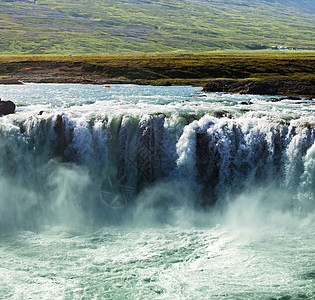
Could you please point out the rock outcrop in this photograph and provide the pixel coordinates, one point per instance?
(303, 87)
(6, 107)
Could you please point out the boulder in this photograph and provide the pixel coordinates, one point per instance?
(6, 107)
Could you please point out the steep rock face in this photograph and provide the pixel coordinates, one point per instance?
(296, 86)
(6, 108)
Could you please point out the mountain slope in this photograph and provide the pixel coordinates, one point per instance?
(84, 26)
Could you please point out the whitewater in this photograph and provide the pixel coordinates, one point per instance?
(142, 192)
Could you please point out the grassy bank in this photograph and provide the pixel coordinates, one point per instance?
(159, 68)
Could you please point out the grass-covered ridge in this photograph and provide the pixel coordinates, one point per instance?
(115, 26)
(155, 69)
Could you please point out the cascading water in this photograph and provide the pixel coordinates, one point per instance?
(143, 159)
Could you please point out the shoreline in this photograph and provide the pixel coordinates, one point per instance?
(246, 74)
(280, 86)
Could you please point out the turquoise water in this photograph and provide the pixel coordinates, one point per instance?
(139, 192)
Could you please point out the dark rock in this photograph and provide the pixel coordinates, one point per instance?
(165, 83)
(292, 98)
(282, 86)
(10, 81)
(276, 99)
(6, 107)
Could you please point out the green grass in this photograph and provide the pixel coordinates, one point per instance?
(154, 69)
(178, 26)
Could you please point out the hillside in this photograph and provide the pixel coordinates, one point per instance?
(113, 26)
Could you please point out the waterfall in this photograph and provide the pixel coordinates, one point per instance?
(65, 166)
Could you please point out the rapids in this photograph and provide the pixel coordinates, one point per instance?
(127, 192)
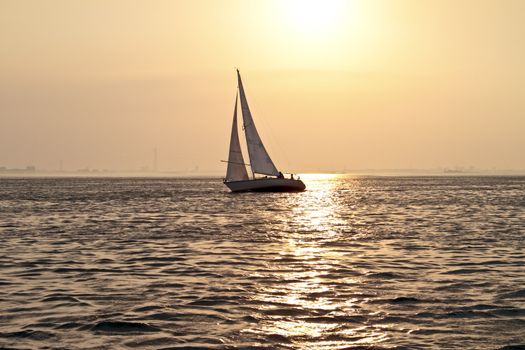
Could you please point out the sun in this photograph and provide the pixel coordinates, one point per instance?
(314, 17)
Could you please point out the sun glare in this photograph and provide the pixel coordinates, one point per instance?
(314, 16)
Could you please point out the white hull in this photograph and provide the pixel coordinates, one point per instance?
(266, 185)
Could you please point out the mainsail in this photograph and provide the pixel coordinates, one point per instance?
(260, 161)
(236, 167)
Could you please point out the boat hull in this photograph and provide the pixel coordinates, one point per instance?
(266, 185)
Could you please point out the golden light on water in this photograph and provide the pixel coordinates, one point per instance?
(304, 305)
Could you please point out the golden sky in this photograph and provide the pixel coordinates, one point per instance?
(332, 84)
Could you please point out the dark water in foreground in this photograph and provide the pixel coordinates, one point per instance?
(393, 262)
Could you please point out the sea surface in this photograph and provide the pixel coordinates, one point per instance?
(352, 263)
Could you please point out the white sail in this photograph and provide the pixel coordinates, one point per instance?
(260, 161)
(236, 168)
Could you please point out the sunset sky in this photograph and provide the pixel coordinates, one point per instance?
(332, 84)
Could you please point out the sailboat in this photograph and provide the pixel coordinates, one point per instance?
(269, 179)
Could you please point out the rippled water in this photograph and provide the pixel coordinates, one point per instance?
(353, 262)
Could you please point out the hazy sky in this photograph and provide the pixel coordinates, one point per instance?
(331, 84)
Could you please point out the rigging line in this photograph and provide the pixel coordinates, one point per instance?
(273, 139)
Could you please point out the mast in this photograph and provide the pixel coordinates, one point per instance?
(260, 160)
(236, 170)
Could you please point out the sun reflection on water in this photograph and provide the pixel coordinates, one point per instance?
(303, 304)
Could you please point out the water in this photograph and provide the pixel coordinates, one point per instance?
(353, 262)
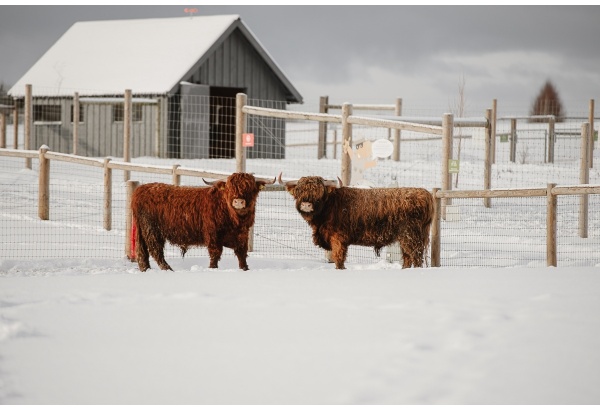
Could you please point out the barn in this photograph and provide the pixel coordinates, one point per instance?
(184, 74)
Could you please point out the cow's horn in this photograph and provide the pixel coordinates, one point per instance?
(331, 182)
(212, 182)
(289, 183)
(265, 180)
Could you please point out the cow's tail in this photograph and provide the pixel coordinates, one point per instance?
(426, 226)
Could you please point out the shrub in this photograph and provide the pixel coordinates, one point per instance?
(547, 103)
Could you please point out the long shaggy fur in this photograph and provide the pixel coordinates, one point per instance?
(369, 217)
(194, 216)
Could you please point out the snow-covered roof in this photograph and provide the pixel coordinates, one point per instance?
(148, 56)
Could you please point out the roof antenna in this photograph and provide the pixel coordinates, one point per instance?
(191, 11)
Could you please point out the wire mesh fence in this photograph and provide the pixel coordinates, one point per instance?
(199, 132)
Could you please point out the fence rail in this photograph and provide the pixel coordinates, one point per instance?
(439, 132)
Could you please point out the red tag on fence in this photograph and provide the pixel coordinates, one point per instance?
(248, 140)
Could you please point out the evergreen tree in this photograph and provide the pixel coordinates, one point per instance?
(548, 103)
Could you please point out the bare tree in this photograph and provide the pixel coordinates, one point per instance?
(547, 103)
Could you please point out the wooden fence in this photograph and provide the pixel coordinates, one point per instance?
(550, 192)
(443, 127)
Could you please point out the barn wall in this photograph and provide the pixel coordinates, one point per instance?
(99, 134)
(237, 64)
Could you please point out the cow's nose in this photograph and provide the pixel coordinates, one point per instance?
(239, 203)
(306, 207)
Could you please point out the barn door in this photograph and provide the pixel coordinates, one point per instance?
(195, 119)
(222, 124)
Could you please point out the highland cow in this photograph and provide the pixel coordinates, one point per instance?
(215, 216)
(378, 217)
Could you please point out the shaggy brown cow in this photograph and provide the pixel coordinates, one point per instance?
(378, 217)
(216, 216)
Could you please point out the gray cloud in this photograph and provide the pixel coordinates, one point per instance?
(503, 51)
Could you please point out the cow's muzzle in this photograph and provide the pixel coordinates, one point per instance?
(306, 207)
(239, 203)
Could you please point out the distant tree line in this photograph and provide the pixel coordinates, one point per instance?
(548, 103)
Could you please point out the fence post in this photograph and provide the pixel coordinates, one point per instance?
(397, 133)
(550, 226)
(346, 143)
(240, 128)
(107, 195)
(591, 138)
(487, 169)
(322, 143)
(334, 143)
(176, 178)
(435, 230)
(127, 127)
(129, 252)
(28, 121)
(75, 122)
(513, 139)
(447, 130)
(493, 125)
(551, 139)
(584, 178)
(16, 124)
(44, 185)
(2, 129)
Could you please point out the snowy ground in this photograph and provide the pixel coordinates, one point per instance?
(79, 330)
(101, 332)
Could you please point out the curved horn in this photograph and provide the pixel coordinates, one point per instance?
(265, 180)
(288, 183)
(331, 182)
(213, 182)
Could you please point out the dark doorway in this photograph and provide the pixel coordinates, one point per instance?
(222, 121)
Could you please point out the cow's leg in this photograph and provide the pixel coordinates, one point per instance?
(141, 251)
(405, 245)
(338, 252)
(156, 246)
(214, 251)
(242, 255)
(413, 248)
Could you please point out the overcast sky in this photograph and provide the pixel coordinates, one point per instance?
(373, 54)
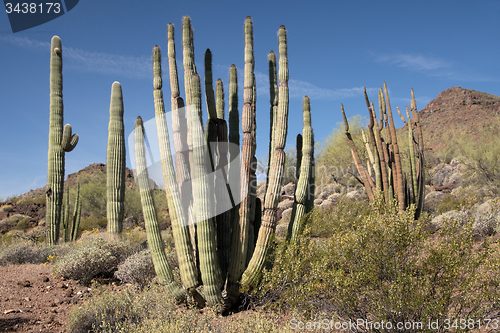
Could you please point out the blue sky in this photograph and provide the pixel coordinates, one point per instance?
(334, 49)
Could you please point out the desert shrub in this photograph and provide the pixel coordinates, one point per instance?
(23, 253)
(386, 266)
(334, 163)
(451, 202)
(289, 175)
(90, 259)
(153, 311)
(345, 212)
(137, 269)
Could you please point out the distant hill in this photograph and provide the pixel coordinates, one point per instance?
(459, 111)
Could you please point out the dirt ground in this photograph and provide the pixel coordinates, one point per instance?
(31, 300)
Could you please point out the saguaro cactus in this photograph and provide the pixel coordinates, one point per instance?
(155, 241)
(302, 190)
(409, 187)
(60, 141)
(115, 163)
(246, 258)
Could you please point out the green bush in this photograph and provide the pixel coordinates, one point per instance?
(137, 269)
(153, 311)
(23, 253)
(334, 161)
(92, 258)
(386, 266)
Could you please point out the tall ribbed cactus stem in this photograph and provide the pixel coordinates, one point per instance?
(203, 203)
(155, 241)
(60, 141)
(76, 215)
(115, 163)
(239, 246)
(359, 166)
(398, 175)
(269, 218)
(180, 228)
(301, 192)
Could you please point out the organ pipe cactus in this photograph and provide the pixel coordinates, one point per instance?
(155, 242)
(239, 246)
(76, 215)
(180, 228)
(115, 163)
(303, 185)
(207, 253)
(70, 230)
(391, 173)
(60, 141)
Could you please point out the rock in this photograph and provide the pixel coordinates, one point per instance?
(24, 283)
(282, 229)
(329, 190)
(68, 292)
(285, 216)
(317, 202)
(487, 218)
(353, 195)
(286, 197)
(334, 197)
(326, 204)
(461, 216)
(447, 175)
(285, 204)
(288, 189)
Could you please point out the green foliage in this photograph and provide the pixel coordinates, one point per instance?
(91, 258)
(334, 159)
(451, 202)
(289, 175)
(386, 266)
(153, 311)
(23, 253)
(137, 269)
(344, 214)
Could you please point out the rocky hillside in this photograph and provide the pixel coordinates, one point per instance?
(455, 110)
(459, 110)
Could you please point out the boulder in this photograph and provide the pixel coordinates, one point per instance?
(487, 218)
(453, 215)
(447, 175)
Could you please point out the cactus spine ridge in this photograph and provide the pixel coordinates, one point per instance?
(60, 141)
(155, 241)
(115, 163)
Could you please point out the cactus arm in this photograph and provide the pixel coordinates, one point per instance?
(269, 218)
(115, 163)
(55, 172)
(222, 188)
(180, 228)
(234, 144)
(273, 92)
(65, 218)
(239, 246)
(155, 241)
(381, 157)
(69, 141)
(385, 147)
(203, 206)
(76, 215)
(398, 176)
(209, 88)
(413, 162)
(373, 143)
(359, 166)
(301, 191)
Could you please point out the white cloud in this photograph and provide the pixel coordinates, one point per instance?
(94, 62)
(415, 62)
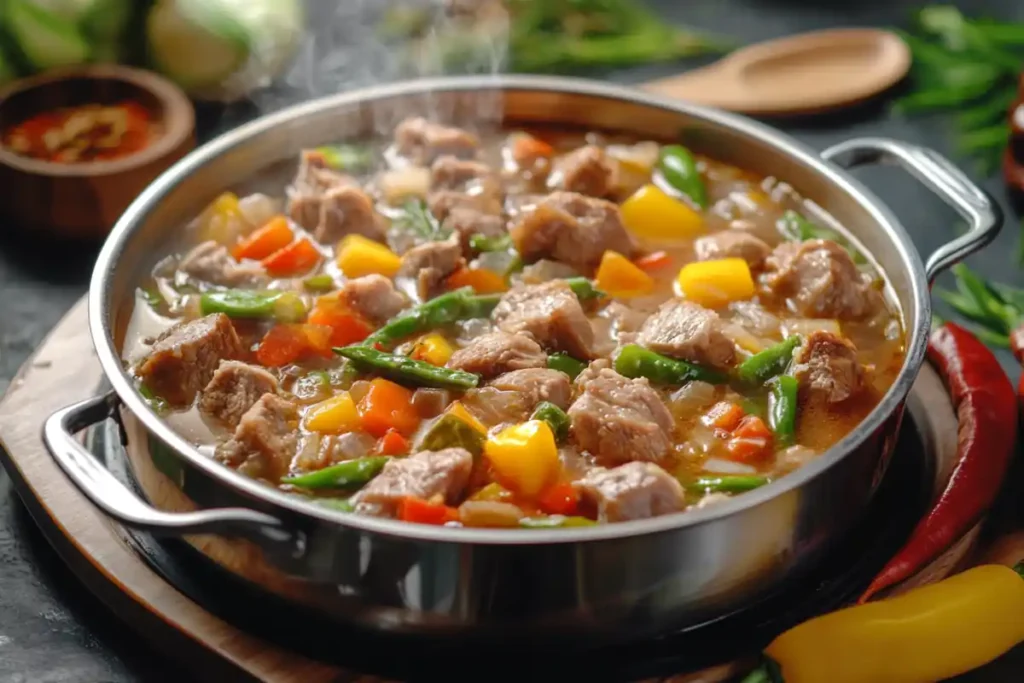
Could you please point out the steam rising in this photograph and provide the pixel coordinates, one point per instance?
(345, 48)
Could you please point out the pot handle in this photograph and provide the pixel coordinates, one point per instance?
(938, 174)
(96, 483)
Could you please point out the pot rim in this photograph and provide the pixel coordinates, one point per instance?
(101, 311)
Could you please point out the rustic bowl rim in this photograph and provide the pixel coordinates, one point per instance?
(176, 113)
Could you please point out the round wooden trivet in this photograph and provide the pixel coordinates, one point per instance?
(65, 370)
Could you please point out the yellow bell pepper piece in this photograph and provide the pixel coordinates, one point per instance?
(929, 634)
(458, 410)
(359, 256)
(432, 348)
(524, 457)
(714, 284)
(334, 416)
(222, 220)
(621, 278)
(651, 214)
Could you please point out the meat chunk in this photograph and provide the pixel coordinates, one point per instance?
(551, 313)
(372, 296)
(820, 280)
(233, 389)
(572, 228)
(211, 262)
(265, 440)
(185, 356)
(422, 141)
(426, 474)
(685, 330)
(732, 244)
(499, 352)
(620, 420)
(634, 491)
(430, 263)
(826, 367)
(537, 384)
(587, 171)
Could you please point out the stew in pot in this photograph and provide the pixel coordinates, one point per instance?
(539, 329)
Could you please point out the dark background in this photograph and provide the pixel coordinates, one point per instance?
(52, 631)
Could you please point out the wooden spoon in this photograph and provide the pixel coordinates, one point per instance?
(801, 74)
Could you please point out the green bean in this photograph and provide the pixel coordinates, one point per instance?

Task requirements:
Reproduce the data word for word, from the line that contains "Could you please point out the yellow" through the last line of the data, with both of those lines included.

Answer to this exercise:
Could you please point out the yellow bell pepper piece in this photograph and provide the pixel coordinates, one point per instance?
(929, 634)
(458, 410)
(359, 256)
(432, 348)
(524, 457)
(714, 284)
(334, 416)
(222, 220)
(621, 278)
(651, 214)
Could you please point out the meat chunk in this photograph and provide the pixel coordinates, one point per instance?
(551, 313)
(372, 296)
(820, 280)
(233, 389)
(572, 228)
(211, 262)
(265, 440)
(185, 356)
(422, 141)
(426, 474)
(685, 330)
(732, 244)
(499, 352)
(620, 420)
(634, 491)
(430, 263)
(826, 367)
(537, 384)
(587, 171)
Could you please point out the stew in pot in this photograph and provide the pixel coordinates, one point per instance?
(539, 329)
Could you please point out the dark background in this photograph and provide the pixel coordinates, one point per instance?
(52, 631)
Could you please point out the wooden spoon in this photograph and provide the pixel coordinates, one point per instance?
(801, 74)
Could you please point out the green bean in this photograph and provide the pixel coordinates, one point per instance?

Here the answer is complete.